→ Supplied text:
Cosmic Consciousness: The Work of Robert Bannister, installation at Krannert Art Museum, 2006. Photo by Kathryn Koca Polite.
Exhibition
On View
Aug 25, 2006–Oct 15, 2006
Main Level, Rosann Gelvin Noel Annex and Light Court

Born in 1911, this outsider artist—a native of  Urbana—spent his early years convalescing  in a local sanitarium. Stricken with anemia in 1950, he left the home of foster grandparents to enter the Champaign County Nursing Home, where an occupational therapist introduced him to carving and drawing. After his release in 1961, he lived in a one-room apartment near West Side Park, painting, drawing, and writing works that are meditations on human life tinged with humor and a self-proclaimed "cosmic consciousness."

“The experience [cosmic consciousness] comes suddenly, without warning, with a sensation of being immersed in a flame or rose colored cloud and is accompanied by a feeling of ecstasy, moral and intellectual illumination in which, like a flash, a clear conception in outline is presented to the mind, of the meaning and drift of the universe.” So wrote Dr. Richard Bucke (1837-1902), a friend of the American poet, Walt Whitman.

Looking at Robert Bannister’s work leaves little doubt that his interest in cosmic consciousness was genuine. Piles of books and articles filled his small rented room on Prairie Street in Champaign, Illinois, revealing his wide range of interests in science, psychology, and self-actualization. He said that he had a “cosmic awareness of human life.” His work is a testament to that belief.

→ Task item:
Rewrite the part of the exhibition text starting at "Looking at Robert" and ending at "to that belief.", with "books and articles" changed to "books and papers".

→ Data for analysis:
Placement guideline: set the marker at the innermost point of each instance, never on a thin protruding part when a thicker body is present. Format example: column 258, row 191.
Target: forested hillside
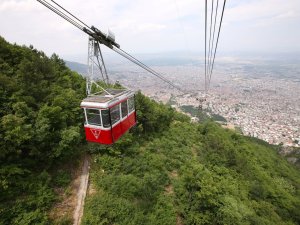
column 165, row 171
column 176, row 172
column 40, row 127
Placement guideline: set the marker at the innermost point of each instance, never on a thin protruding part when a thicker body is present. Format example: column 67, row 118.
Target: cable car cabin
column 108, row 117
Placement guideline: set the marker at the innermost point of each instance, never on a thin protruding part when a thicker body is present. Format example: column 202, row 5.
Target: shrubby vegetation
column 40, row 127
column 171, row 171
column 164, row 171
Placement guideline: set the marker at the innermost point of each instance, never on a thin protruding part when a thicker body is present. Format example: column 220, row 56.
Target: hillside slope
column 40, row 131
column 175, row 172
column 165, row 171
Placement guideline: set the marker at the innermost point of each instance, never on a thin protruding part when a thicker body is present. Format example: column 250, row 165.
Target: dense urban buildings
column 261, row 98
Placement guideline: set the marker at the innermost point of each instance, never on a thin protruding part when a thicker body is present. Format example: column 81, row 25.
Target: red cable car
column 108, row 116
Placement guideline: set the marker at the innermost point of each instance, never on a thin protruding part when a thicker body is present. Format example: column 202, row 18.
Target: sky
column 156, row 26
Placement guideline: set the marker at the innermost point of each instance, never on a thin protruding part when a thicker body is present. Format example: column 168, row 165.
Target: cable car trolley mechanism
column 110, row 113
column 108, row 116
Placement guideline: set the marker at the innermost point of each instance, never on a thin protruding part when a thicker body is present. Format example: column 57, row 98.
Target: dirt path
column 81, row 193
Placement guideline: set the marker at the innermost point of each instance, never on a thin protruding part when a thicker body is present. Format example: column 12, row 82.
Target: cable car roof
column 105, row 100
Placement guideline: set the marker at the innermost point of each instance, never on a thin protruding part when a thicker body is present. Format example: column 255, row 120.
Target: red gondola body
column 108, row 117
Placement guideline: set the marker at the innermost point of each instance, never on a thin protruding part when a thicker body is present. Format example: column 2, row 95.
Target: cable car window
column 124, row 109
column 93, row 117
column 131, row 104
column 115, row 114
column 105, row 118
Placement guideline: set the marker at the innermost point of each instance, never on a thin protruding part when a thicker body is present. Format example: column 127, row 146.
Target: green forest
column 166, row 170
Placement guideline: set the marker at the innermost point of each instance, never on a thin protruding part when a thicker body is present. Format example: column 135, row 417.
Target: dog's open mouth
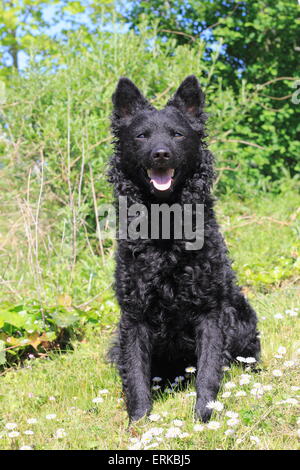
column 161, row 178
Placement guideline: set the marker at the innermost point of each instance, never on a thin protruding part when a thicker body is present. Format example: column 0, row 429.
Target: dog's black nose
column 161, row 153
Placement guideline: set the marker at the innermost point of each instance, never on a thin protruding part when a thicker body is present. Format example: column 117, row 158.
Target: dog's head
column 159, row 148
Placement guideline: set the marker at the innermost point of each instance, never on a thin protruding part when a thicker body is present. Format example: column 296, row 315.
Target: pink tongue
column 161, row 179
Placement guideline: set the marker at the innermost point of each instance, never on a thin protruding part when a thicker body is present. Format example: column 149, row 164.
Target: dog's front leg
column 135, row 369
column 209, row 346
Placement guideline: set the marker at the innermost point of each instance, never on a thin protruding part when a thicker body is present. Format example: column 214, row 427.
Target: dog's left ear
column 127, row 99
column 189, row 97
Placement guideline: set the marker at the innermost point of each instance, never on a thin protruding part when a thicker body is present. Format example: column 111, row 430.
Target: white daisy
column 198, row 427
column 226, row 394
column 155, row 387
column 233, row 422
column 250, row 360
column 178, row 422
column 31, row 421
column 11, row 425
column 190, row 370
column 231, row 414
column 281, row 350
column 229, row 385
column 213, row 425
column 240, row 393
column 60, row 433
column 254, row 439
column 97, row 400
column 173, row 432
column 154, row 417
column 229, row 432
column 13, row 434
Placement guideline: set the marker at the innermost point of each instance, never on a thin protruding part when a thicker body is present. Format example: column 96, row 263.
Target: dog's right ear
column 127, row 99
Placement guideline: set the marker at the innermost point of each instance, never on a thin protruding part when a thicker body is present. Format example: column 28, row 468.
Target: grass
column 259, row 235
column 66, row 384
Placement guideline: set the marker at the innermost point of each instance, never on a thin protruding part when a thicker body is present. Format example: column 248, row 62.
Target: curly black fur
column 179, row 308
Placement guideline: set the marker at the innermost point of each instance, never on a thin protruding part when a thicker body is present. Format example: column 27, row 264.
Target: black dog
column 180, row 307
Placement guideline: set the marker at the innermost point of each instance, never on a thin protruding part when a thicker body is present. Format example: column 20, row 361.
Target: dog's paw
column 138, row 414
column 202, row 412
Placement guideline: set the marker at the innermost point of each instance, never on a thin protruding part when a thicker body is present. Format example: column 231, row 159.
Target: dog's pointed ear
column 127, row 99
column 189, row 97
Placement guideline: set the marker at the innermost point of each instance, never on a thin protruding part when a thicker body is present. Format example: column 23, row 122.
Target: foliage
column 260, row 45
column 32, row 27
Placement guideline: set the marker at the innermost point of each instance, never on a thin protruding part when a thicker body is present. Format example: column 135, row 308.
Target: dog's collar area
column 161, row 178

→ Finished exercise:
Looking at Robert Bannister’s work leaves little doubt that his interest in cosmic consciousness was genuine. Piles of books and papers filled his small rented room on Prairie Street in Champaign, Illinois, revealing his wide range of interests in science, psychology, and self-actualization. He said that he had a “cosmic awareness of human life.” His work is a testament to that belief.